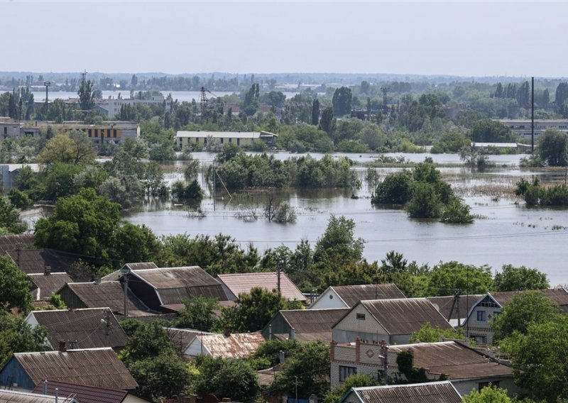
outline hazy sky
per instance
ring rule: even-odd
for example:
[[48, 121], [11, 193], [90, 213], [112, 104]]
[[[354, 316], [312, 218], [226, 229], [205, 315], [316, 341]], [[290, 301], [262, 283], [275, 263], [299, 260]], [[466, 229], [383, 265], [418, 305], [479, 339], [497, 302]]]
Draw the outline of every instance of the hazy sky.
[[0, 0], [0, 71], [566, 77], [568, 2]]

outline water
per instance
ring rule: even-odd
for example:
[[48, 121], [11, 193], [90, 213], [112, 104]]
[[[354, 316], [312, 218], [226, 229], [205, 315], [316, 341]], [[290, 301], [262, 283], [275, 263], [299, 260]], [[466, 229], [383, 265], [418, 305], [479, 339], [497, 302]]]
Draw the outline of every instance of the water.
[[[290, 156], [285, 153], [275, 155], [279, 159]], [[366, 160], [373, 158], [373, 155], [349, 157]], [[457, 155], [403, 155], [417, 161], [426, 155], [444, 163], [459, 161]], [[207, 164], [214, 155], [196, 153], [194, 157]], [[206, 212], [202, 219], [190, 218], [192, 209], [188, 207], [155, 202], [130, 214], [126, 219], [146, 225], [157, 235], [187, 233], [214, 236], [222, 233], [244, 245], [252, 242], [262, 252], [280, 244], [294, 248], [301, 239], [307, 239], [313, 245], [325, 231], [329, 215], [343, 215], [355, 221], [355, 236], [366, 241], [364, 255], [368, 261], [380, 260], [387, 252], [394, 250], [409, 260], [430, 265], [457, 260], [476, 265], [488, 264], [493, 270], [500, 270], [504, 264], [537, 267], [548, 275], [552, 285], [567, 284], [568, 275], [564, 260], [568, 241], [568, 210], [528, 209], [522, 202], [515, 204], [515, 199], [500, 194], [506, 187], [514, 186], [521, 176], [537, 173], [545, 182], [559, 182], [564, 180], [564, 172], [544, 175], [509, 167], [518, 163], [519, 158], [519, 155], [491, 156], [499, 165], [508, 167], [473, 175], [464, 168], [441, 170], [452, 187], [465, 197], [471, 212], [484, 216], [471, 225], [411, 219], [403, 210], [373, 207], [371, 190], [366, 187], [359, 192], [358, 199], [351, 199], [350, 192], [338, 189], [277, 192], [278, 199], [288, 201], [296, 209], [297, 219], [294, 223], [269, 223], [262, 219], [267, 197], [263, 192], [239, 194], [230, 199], [225, 194], [223, 199], [217, 199], [214, 209], [212, 199], [207, 197], [200, 205]], [[178, 162], [173, 167], [179, 170], [183, 163]], [[359, 170], [363, 177], [364, 170]], [[396, 169], [378, 170], [382, 179]], [[173, 172], [168, 179], [180, 177], [180, 173]], [[493, 194], [480, 195], [478, 189], [481, 187], [490, 188]], [[253, 212], [259, 219], [251, 222], [236, 216]]]

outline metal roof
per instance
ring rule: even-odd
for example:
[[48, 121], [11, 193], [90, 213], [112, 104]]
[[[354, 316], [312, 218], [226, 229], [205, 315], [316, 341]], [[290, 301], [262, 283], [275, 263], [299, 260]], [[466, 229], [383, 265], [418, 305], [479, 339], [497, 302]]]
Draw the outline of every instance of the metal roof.
[[[81, 403], [121, 403], [129, 394], [126, 390], [108, 389], [67, 382], [47, 380], [48, 394], [55, 394], [58, 388], [59, 396], [75, 395]], [[43, 382], [36, 386], [33, 393], [42, 393]], [[1, 399], [0, 399], [0, 402]], [[62, 399], [60, 397], [60, 401]]]
[[359, 301], [366, 299], [392, 299], [406, 298], [394, 284], [366, 284], [362, 285], [338, 285], [332, 289], [348, 307], [351, 307]]
[[449, 381], [351, 388], [362, 403], [461, 403], [462, 397]]
[[131, 390], [138, 386], [110, 348], [16, 353], [13, 359], [36, 385], [49, 379], [113, 389]]
[[453, 329], [425, 298], [374, 299], [361, 304], [388, 334], [411, 334], [427, 323], [432, 327]]
[[[235, 297], [240, 294], [248, 294], [255, 287], [261, 287], [268, 291], [277, 289], [278, 275], [277, 272], [255, 273], [233, 273], [219, 275], [217, 278]], [[280, 272], [280, 294], [283, 298], [293, 301], [305, 302], [307, 299], [283, 272]]]
[[65, 273], [32, 273], [28, 275], [35, 286], [32, 291], [33, 299], [49, 299], [52, 292], [57, 292], [68, 282], [73, 282], [73, 279]]
[[[71, 282], [67, 285], [88, 308], [109, 307], [114, 313], [124, 313], [124, 291], [118, 281], [94, 282]], [[64, 287], [65, 288], [65, 287]], [[128, 292], [129, 316], [154, 314], [148, 307], [131, 291]]]
[[[1, 403], [74, 403], [76, 401], [65, 398], [66, 395], [60, 394], [57, 400], [55, 396], [38, 394], [16, 390], [0, 389], [0, 402]], [[78, 403], [78, 402], [77, 402]]]
[[[410, 351], [415, 367], [425, 368], [430, 375], [445, 374], [451, 380], [513, 376], [513, 368], [491, 361], [483, 354], [455, 341], [390, 346], [388, 350], [389, 353]], [[396, 360], [392, 357], [392, 360], [390, 366], [395, 367]]]
[[264, 343], [260, 333], [204, 334], [196, 336], [204, 348], [214, 357], [246, 358]]
[[74, 348], [124, 347], [126, 333], [108, 308], [33, 311], [33, 316], [48, 331], [48, 340], [57, 348], [60, 340], [76, 342]]

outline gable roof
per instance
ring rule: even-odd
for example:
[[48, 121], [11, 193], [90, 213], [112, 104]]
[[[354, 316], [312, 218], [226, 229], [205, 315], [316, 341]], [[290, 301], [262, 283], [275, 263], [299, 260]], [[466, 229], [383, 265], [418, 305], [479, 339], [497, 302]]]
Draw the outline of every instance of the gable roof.
[[366, 284], [362, 285], [338, 285], [332, 288], [349, 307], [359, 301], [367, 299], [393, 299], [406, 298], [395, 285]]
[[[235, 297], [239, 297], [240, 294], [248, 294], [255, 287], [261, 287], [268, 291], [277, 289], [278, 287], [277, 272], [219, 275], [217, 278]], [[283, 272], [280, 272], [280, 289], [282, 297], [286, 299], [302, 302], [307, 300]]]
[[52, 292], [57, 292], [68, 282], [73, 282], [73, 279], [65, 273], [32, 273], [28, 275], [33, 283], [32, 293], [36, 300], [49, 299]]
[[0, 402], [1, 403], [75, 403], [73, 399], [66, 399], [61, 395], [55, 399], [55, 396], [47, 394], [38, 394], [16, 390], [6, 390], [0, 389]]
[[[86, 385], [78, 385], [67, 382], [48, 380], [45, 384], [48, 394], [55, 394], [58, 388], [61, 397], [75, 395], [81, 403], [121, 403], [129, 394], [126, 390], [108, 389]], [[32, 393], [42, 393], [43, 382], [40, 383]], [[1, 399], [0, 399], [0, 401]], [[60, 401], [63, 399], [60, 397]]]
[[203, 334], [195, 339], [212, 356], [224, 358], [246, 358], [264, 343], [264, 338], [258, 332], [234, 333], [228, 337], [224, 334]]
[[430, 323], [432, 327], [452, 329], [425, 298], [373, 299], [361, 301], [359, 304], [373, 315], [388, 334], [410, 334], [420, 330], [426, 323]]
[[[431, 375], [445, 374], [451, 380], [513, 375], [510, 367], [491, 361], [483, 354], [456, 341], [390, 346], [388, 350], [396, 353], [411, 351], [415, 368], [424, 368]], [[395, 365], [393, 357], [393, 365]]]
[[160, 305], [179, 304], [185, 299], [195, 297], [226, 300], [221, 284], [199, 266], [134, 270], [129, 275], [137, 277], [153, 287], [158, 293]]
[[110, 348], [15, 353], [12, 360], [18, 361], [36, 386], [45, 379], [113, 389], [138, 386]]
[[462, 397], [449, 381], [410, 385], [352, 387], [339, 401], [355, 394], [361, 403], [461, 403]]
[[280, 311], [295, 338], [300, 341], [332, 341], [332, 326], [349, 311], [349, 308], [334, 309], [289, 309]]
[[[94, 282], [70, 282], [63, 287], [72, 291], [88, 308], [109, 307], [114, 313], [124, 314], [124, 291], [118, 281]], [[62, 291], [62, 289], [60, 291]], [[129, 316], [143, 316], [154, 314], [148, 307], [129, 289]]]
[[76, 348], [124, 347], [126, 333], [108, 308], [33, 311], [38, 324], [48, 331], [48, 341], [57, 348], [59, 341], [74, 342]]

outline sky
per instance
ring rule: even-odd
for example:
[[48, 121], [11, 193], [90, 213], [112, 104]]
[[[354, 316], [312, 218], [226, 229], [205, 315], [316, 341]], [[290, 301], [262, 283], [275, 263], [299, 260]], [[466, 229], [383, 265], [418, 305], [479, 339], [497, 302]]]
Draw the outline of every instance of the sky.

▸ **To be done**
Copy everything from the line containing "outline metal roof" down to the line containing "Draw the outline of every instance of the metal", putting "corrugated roof" in place of "metal roof" and leaving all else unchanged. Give only those lines.

▸ **Solution below**
outline corrugated roof
per instance
ring rule: even-odd
for example:
[[48, 121], [11, 193], [90, 213], [112, 104]]
[[[354, 316], [312, 218], [226, 229], [205, 315], [316, 341]], [[290, 301], [262, 283], [275, 263], [299, 260]], [[466, 229], [383, 265], [418, 305], [479, 339], [497, 302]]]
Draw the outline of every instance of the corrugated roof.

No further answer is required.